> **What is expected**
Tally the lines of the listing below that contain the string "wheel", with case counting, and reply with that number alone.

> **Listing**
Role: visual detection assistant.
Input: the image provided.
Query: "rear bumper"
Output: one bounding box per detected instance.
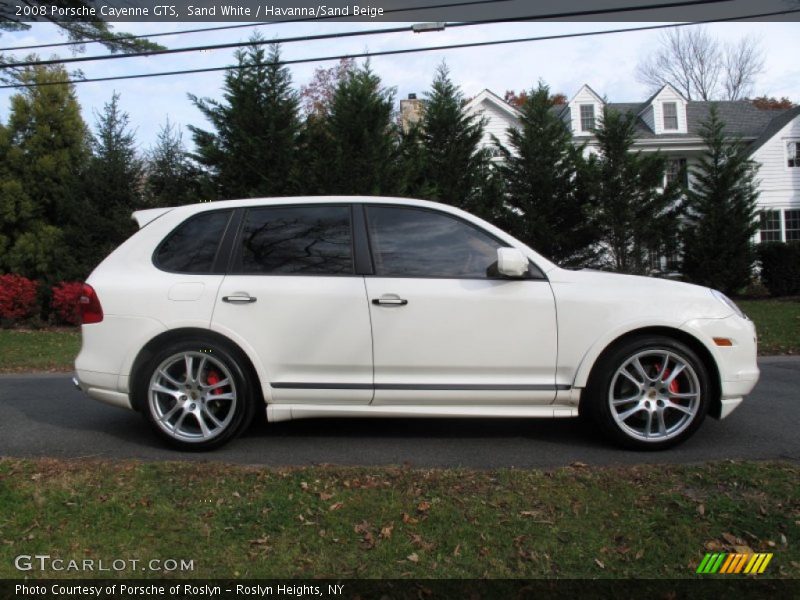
[72,370,133,410]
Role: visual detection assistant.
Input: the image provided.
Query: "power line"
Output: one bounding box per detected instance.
[0,0,517,52]
[2,0,732,68]
[0,9,800,89]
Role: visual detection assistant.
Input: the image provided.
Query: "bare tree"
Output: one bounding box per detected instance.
[636,27,764,100]
[722,36,764,100]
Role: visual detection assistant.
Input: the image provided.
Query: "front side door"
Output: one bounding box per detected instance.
[212,204,372,404]
[365,205,557,405]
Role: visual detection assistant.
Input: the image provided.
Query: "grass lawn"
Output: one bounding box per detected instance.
[0,459,800,578]
[0,328,81,373]
[736,299,800,355]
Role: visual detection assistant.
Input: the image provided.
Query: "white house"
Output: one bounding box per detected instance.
[460,85,800,241]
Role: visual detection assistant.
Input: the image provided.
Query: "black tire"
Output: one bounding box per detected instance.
[583,335,711,450]
[134,339,256,451]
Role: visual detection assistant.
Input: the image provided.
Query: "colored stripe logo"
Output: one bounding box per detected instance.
[696,552,772,575]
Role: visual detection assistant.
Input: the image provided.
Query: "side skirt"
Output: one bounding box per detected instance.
[267,404,578,422]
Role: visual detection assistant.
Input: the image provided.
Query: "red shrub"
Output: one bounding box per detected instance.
[50,281,83,325]
[0,273,39,321]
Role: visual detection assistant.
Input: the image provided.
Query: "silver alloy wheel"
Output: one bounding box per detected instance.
[608,349,701,442]
[148,352,238,442]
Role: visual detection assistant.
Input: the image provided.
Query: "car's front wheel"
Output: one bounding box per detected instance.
[586,336,710,450]
[138,341,254,450]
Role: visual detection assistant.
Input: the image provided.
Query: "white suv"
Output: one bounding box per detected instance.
[75,197,758,449]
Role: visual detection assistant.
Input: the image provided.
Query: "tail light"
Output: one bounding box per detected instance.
[79,283,103,325]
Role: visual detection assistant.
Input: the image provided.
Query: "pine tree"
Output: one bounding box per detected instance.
[83,93,144,267]
[586,108,683,274]
[320,63,399,195]
[145,119,206,207]
[0,65,89,282]
[500,83,598,266]
[189,36,300,198]
[421,63,490,211]
[683,106,758,294]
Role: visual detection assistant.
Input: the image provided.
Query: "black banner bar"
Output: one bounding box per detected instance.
[0,576,800,600]
[0,0,800,23]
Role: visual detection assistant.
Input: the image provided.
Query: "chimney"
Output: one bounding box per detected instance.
[400,94,424,133]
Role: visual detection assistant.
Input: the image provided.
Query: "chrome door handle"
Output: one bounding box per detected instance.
[372,296,408,306]
[222,294,256,304]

> **Result of this task**
2